(Supplied information):
· · · · · · ·

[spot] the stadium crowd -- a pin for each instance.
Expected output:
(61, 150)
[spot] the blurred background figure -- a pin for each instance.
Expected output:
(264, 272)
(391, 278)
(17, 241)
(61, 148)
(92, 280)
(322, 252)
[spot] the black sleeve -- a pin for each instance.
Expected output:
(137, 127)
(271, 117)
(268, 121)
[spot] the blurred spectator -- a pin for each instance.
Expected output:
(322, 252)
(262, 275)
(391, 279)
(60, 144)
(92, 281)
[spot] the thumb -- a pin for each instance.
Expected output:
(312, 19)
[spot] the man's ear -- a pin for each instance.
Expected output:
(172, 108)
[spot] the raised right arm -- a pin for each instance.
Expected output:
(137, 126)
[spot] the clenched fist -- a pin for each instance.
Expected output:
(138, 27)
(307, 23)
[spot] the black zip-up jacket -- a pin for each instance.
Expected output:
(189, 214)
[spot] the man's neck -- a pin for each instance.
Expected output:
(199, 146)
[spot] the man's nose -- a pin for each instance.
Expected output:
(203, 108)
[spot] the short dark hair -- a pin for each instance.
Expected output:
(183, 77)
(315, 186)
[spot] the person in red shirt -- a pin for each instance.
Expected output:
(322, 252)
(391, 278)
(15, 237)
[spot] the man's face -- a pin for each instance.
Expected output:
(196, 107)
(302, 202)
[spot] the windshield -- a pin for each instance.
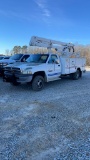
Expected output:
(6, 57)
(38, 58)
(16, 57)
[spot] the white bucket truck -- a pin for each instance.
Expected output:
(41, 68)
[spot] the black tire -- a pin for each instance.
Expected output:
(76, 75)
(14, 83)
(38, 83)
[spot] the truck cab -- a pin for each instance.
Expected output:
(15, 58)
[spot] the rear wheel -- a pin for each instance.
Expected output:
(76, 75)
(38, 83)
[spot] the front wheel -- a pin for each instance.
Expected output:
(76, 75)
(38, 83)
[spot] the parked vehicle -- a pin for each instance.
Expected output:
(15, 58)
(43, 68)
(1, 57)
(4, 57)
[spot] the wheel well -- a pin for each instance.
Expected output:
(80, 71)
(40, 73)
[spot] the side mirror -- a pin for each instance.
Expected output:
(56, 61)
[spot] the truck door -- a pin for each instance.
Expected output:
(53, 68)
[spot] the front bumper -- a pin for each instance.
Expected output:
(21, 78)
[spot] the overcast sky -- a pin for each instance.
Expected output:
(64, 20)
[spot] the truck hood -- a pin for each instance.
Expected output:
(24, 65)
(7, 61)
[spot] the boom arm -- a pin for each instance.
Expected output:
(43, 42)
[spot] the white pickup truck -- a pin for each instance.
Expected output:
(41, 68)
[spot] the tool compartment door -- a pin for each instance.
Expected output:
(53, 68)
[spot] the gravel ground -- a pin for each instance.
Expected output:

· · · · · · ·

(Exercise goal): Reproduce all of the data above with "a pin for each instance" swapped for "one point per match" everywhere it occurs and nothing else altered. Leave the pictures out of your answer.

(Answer in full):
[spot] the stadium crowd -- one point per match.
Expected output:
(61, 150)
[spot] the blurred background figure -- one point per match.
Expected output:
(264, 272)
(391, 278)
(17, 241)
(61, 148)
(92, 280)
(322, 252)
[spot] the black sleeve -- one point per match.
Expected output:
(137, 127)
(271, 117)
(268, 121)
[spot] the blurred spectator -- one point per match.
Expected output:
(322, 252)
(262, 275)
(391, 279)
(60, 144)
(92, 281)
[spot] the thumb -- one point per match.
Expected output:
(312, 19)
[spot] the man's ear -- one point per match.
Expected output:
(172, 108)
[spot] the raised right arm -- one point per match.
Expected output:
(137, 126)
[spot] the clenched fist -- one point per match.
Expected output:
(138, 27)
(307, 23)
[spot] the black zip-up jacket -- one point per match.
Expected output:
(189, 214)
[spot] the man's neck -- one point per match.
Expected output:
(199, 146)
[spot] the man's nose -- one point per match.
Expected output:
(203, 108)
[spot] the short dark hair -- one point per match.
Expected output:
(183, 77)
(315, 186)
[spot] the person in red shirt -- one point per match.
Expected output:
(322, 252)
(391, 278)
(15, 237)
[spot] the man's face -- one point per match.
Expected output:
(196, 107)
(302, 202)
[spot] the windshield -- one point per match.
Expected output:
(6, 57)
(38, 58)
(16, 57)
[spot] the white bucket truck -- one point per match.
Expected output:
(41, 68)
[spot] the black tire -- one point per match.
Expected output:
(76, 75)
(14, 83)
(38, 83)
[spot] the truck cab -- one point per match.
Expected output:
(15, 58)
[spot] the rear wheel -- one point per match.
Expected output:
(76, 75)
(38, 83)
[spot] the front wheel -- one point per match.
Expected output:
(76, 75)
(38, 83)
[spot] the parked vehicle -- one point per match.
Expected output:
(15, 58)
(43, 68)
(1, 57)
(4, 57)
[spot] the wheel well -- one point per match.
Expected output:
(80, 71)
(40, 73)
[spot] the side mirror -- one point per match.
Expected output:
(56, 61)
[spot] the truck door -- one point per match.
Expected output:
(53, 68)
[spot] the front bumper -- one point per match.
Expected output:
(21, 78)
[spot] the overcast sky -- one point per match.
Expected output:
(64, 20)
[spot] the truck hood -- one point per match.
Expected output:
(24, 65)
(7, 61)
[spot] the boom arm -- one point per match.
Expected output:
(43, 42)
[spot] the white pickup truck -- one point per match.
Expected output:
(41, 68)
[spot] the tool compartment door -- one point per match.
Expected output:
(53, 68)
[spot] the gravel ground -- one point per match.
Expected output:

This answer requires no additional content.